>> BEGIN
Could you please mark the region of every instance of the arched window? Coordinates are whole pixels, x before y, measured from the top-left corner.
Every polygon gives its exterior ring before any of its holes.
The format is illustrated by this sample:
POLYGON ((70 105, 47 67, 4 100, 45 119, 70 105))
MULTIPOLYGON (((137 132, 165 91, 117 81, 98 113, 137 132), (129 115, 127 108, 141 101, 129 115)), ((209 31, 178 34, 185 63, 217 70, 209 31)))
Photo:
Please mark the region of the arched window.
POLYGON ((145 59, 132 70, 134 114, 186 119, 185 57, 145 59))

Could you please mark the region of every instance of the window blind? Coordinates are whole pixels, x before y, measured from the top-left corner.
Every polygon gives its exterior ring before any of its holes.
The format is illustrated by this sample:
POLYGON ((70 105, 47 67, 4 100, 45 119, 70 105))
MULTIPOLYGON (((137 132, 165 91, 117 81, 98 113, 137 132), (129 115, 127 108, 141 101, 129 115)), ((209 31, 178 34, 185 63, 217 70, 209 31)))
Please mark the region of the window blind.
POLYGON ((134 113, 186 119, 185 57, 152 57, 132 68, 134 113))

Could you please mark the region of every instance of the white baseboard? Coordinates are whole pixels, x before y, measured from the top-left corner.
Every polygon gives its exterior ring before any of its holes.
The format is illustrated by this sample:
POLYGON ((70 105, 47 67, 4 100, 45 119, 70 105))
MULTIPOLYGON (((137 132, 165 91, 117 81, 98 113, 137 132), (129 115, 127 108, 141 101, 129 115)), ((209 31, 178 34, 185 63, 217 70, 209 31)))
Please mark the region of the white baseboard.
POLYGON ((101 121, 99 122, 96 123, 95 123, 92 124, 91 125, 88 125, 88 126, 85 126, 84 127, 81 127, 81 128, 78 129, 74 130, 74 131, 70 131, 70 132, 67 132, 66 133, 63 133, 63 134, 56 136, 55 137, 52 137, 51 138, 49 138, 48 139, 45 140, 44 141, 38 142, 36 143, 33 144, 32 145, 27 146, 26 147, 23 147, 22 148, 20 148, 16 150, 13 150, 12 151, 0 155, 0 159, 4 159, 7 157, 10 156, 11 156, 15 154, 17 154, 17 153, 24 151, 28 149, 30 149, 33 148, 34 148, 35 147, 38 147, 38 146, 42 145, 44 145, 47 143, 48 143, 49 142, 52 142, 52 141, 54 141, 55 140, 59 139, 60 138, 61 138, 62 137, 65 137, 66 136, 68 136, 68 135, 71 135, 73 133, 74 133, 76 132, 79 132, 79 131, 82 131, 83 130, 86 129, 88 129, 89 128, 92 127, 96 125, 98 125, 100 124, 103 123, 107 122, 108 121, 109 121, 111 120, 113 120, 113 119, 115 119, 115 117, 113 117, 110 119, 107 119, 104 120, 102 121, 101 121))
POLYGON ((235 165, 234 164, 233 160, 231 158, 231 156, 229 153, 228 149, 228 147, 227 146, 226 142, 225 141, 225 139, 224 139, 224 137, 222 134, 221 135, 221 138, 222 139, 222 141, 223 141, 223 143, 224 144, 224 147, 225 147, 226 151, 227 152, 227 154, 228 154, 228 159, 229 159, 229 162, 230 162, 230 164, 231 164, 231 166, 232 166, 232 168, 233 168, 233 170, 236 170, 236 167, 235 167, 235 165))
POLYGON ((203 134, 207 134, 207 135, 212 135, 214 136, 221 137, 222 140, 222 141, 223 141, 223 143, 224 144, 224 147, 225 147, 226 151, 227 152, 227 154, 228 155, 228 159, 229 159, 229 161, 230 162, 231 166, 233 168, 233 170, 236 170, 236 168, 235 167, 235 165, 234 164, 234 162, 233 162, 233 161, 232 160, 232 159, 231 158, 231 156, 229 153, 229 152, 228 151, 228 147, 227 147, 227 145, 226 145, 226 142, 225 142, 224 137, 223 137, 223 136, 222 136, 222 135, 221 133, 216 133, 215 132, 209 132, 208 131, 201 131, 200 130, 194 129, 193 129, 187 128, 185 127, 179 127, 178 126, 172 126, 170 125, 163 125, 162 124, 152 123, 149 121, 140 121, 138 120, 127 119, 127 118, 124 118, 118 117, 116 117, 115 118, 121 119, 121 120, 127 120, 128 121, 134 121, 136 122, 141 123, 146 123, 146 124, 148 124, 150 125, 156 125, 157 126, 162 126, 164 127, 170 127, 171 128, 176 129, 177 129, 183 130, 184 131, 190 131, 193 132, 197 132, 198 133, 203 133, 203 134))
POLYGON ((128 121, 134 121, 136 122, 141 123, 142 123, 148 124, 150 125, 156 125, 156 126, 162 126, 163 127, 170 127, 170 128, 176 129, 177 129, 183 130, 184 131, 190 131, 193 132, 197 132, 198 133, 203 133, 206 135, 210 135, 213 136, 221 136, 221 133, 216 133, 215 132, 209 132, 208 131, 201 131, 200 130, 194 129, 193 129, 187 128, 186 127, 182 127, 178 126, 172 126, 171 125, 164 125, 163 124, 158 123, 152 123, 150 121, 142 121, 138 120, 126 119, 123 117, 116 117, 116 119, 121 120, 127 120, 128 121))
>> END
• WORK TO COMPLETE: Reproduce every line of the entries above, word for word and unchanged.

• SOLUTION TO THIS PROBLEM:
Could you please mark the region of every instance of the arched window? Coordinates are whole pixels, x before y, measured from the top-left corner.
Every polygon gives its exterior ring before any of its holes.
The format is illustrated by this sample:
POLYGON ((70 105, 47 67, 4 100, 45 119, 70 105))
MULTIPOLYGON (((137 132, 165 91, 117 81, 98 113, 137 132), (129 115, 127 108, 141 101, 129 115)), ((209 31, 178 34, 185 63, 217 70, 209 31)))
Photo:
Please mark the region of the arched window.
POLYGON ((145 59, 132 70, 134 114, 186 119, 185 57, 145 59))

Could you please mark the region of every instance of the window blind? Coordinates are whole pixels, x before y, measured from the top-left corner.
Every polygon gives its exterior ring before any of its holes.
The format is illustrated by this sample:
POLYGON ((70 105, 47 67, 4 100, 45 119, 70 105))
MULTIPOLYGON (((137 132, 165 91, 117 81, 98 113, 137 132), (129 115, 127 108, 141 101, 129 115)), ((209 31, 178 34, 185 63, 217 70, 209 31)))
Please mark the region of the window blind.
POLYGON ((134 113, 186 119, 185 57, 152 57, 132 68, 134 113))

Could you please mark the region of every instance of the white baseboard? Coordinates are whole pixels, x before y, measured from the top-left corner.
Every polygon gives its exterior ring before any of its holes.
The format is illustrated by this sample:
POLYGON ((70 105, 47 67, 4 100, 45 119, 70 105))
MULTIPOLYGON (((137 132, 165 91, 117 81, 98 113, 137 132), (129 115, 127 108, 141 101, 129 115)), ((209 31, 178 34, 185 63, 217 70, 209 31)))
Please mark the region of the white baseboard.
POLYGON ((101 121, 99 122, 96 123, 95 123, 92 124, 91 125, 88 125, 88 126, 85 126, 84 127, 81 127, 81 128, 78 129, 74 130, 74 131, 70 131, 70 132, 67 132, 66 133, 63 133, 63 134, 56 136, 55 137, 52 137, 51 138, 49 138, 48 139, 45 140, 44 141, 38 142, 36 143, 33 144, 32 145, 27 146, 26 147, 23 147, 22 148, 20 148, 16 150, 13 150, 12 151, 0 155, 0 159, 4 159, 7 157, 10 156, 11 156, 15 154, 17 154, 17 153, 24 151, 28 149, 30 149, 33 148, 34 148, 35 147, 38 147, 38 146, 42 145, 44 145, 47 143, 48 143, 49 142, 52 142, 52 141, 54 141, 55 140, 59 139, 60 138, 61 138, 62 137, 65 137, 66 136, 68 136, 68 135, 71 135, 73 133, 74 133, 76 132, 79 132, 79 131, 82 131, 83 130, 86 129, 88 129, 89 128, 92 127, 96 125, 98 125, 100 124, 103 123, 107 122, 108 121, 109 121, 111 120, 113 120, 113 119, 115 119, 115 117, 113 117, 110 119, 107 119, 104 120, 102 121, 101 121))
POLYGON ((235 165, 234 164, 233 160, 231 158, 231 156, 229 153, 228 149, 228 147, 227 146, 226 142, 225 141, 225 139, 224 139, 224 137, 222 134, 221 135, 221 138, 222 139, 222 141, 223 141, 223 143, 224 144, 224 147, 225 147, 226 151, 227 152, 227 154, 228 154, 228 159, 229 159, 229 162, 230 162, 230 164, 231 164, 231 166, 232 166, 232 168, 233 168, 233 170, 236 170, 236 167, 235 167, 235 165))
POLYGON ((203 134, 207 134, 207 135, 212 135, 214 136, 221 137, 222 140, 222 141, 223 141, 223 143, 224 144, 224 147, 225 147, 226 151, 227 152, 227 154, 228 155, 228 159, 229 159, 229 161, 230 162, 231 166, 233 168, 233 170, 236 170, 236 168, 235 167, 235 165, 234 164, 234 162, 233 162, 233 161, 232 160, 232 159, 231 158, 231 156, 229 153, 229 152, 228 151, 228 147, 227 147, 227 145, 226 145, 226 142, 225 142, 224 137, 223 137, 223 136, 222 136, 222 135, 221 133, 216 133, 215 132, 209 132, 208 131, 201 131, 200 130, 194 129, 193 129, 187 128, 185 127, 179 127, 178 126, 172 126, 170 125, 163 125, 162 124, 152 123, 149 121, 140 121, 138 120, 127 119, 127 118, 124 118, 118 117, 116 117, 115 118, 121 119, 121 120, 127 120, 128 121, 134 121, 136 122, 141 123, 146 123, 146 124, 148 124, 150 125, 156 125, 157 126, 162 126, 164 127, 170 127, 171 128, 176 129, 177 129, 183 130, 184 131, 190 131, 193 132, 197 132, 198 133, 203 133, 203 134))
POLYGON ((128 121, 134 121, 136 122, 141 123, 142 123, 148 124, 150 125, 156 125, 156 126, 162 126, 163 127, 170 127, 170 128, 176 129, 177 129, 183 130, 184 131, 190 131, 193 132, 197 132, 198 133, 203 133, 206 135, 210 135, 213 136, 221 136, 221 133, 216 133, 215 132, 209 132, 208 131, 201 131, 200 130, 194 129, 193 129, 187 128, 186 127, 182 127, 178 126, 172 126, 171 125, 164 125, 163 124, 158 123, 152 123, 150 121, 142 121, 138 120, 126 119, 123 117, 116 117, 116 119, 121 120, 127 120, 128 121))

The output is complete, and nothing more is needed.